Dataset excerpt
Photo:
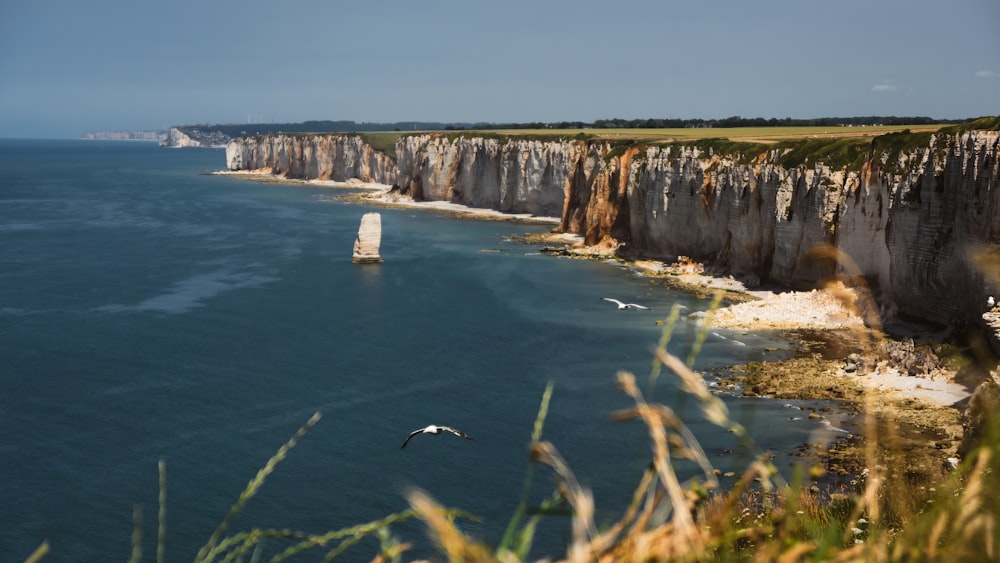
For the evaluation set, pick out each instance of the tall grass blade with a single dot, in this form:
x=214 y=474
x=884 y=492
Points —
x=136 y=555
x=515 y=540
x=252 y=487
x=39 y=552
x=161 y=531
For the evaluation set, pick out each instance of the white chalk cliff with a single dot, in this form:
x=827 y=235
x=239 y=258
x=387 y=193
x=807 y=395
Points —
x=906 y=217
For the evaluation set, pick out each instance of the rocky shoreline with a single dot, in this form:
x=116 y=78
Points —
x=889 y=383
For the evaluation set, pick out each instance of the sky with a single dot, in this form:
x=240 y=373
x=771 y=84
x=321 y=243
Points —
x=72 y=66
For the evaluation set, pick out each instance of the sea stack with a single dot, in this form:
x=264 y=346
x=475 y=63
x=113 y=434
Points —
x=369 y=238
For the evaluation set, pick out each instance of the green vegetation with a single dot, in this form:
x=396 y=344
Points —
x=882 y=515
x=836 y=153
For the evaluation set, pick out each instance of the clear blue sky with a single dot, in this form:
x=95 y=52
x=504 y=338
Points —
x=69 y=66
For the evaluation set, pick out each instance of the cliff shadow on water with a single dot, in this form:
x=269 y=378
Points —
x=906 y=208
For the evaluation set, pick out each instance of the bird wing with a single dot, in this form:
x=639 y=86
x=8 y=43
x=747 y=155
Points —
x=410 y=437
x=457 y=432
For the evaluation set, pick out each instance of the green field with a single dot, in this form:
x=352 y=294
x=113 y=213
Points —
x=386 y=141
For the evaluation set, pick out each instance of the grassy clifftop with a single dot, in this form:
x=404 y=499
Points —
x=835 y=146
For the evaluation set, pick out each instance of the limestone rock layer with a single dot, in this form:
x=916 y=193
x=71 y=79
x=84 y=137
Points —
x=904 y=223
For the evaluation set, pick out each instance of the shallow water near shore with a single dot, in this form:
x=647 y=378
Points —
x=150 y=310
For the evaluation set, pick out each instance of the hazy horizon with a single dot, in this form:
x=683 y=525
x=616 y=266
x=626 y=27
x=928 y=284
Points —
x=113 y=65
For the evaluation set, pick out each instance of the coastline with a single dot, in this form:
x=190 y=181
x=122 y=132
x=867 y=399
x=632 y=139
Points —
x=837 y=357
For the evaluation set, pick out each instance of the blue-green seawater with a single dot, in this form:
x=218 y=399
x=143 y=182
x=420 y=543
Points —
x=152 y=311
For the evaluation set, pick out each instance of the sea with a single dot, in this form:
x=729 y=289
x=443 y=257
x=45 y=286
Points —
x=152 y=312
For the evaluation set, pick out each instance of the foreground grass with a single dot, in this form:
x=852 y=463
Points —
x=881 y=515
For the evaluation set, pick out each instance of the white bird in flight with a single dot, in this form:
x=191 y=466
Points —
x=432 y=429
x=624 y=305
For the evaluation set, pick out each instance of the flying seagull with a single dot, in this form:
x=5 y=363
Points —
x=624 y=305
x=432 y=429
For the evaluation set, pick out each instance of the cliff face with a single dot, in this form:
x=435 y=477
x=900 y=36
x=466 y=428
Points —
x=192 y=137
x=903 y=222
x=518 y=176
x=322 y=157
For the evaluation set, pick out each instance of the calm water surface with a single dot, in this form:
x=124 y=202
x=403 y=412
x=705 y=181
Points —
x=150 y=311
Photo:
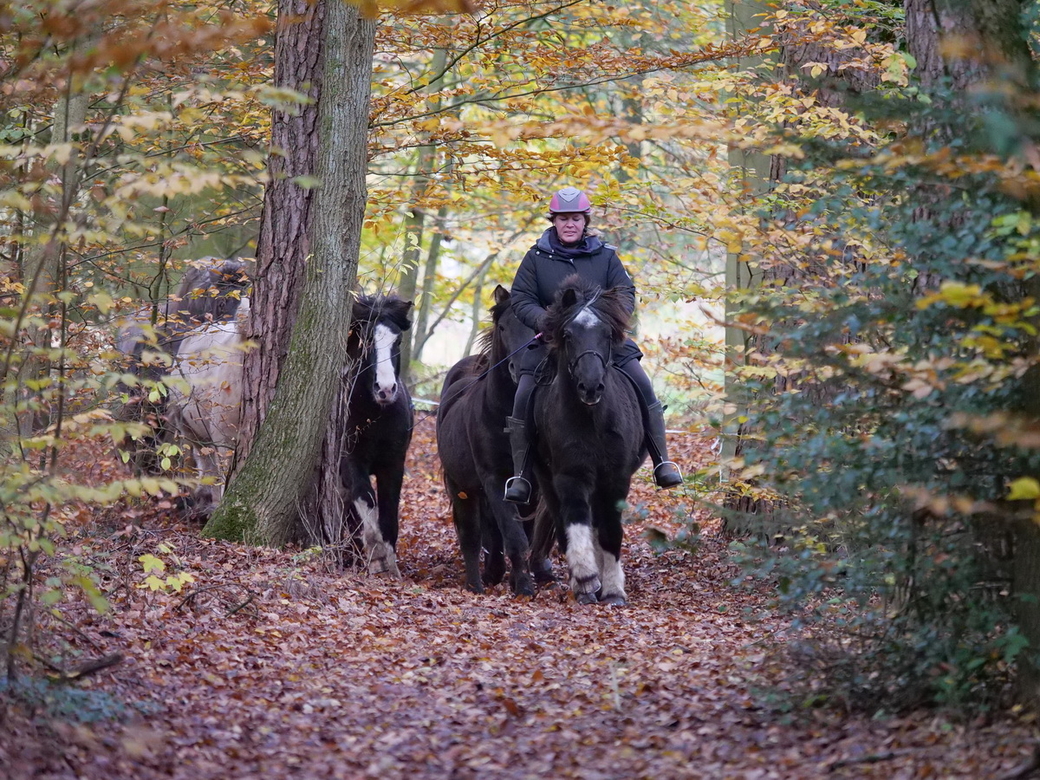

= GOAL OF THE EXERCISE =
Recast the data from the line with "the white chalk" to the line with "x=836 y=153", both ends included, as a Markdown table with the columns Row and Line. Give each line its own numbered row and leave out blank lines.

= TASK RESPONSE =
| Row | Line |
|---|---|
| 1 | For the evaluation set, pick out each instance of the white chalk cliff with a single dot, in this form: |
| 2 | x=827 y=235 |
| 3 | x=239 y=258 |
| 4 | x=387 y=193 |
| 5 | x=807 y=395 |
| 6 | Points — |
| 7 | x=906 y=217 |
| 8 | For the evaluation set, pick out each instance of the rocky shoreline with a single dot, in this form: |
| 9 | x=116 y=78 |
| 10 | Points — |
| 11 | x=889 y=383 |
| 12 | For the evaluation set, pick out each instance of the sky with a single dot, in this form: |
| 13 | x=240 y=373 |
| 14 | x=771 y=84 |
| 15 | x=321 y=243 |
| 16 | Points — |
| 17 | x=72 y=66 |
| 18 | For the evaluation set, pick out each instance of the sea stack with a single dot, in this form: |
| 19 | x=264 y=346 |
| 20 | x=475 y=63 |
| 21 | x=113 y=434 |
| 22 | Points — |
| 23 | x=369 y=238 |
| 24 | For the evaluation set, pick out each instance of the green vegetation with a single dot, in this form: |
| 25 | x=396 y=344 |
| 26 | Points — |
| 27 | x=882 y=515 |
| 28 | x=836 y=153 |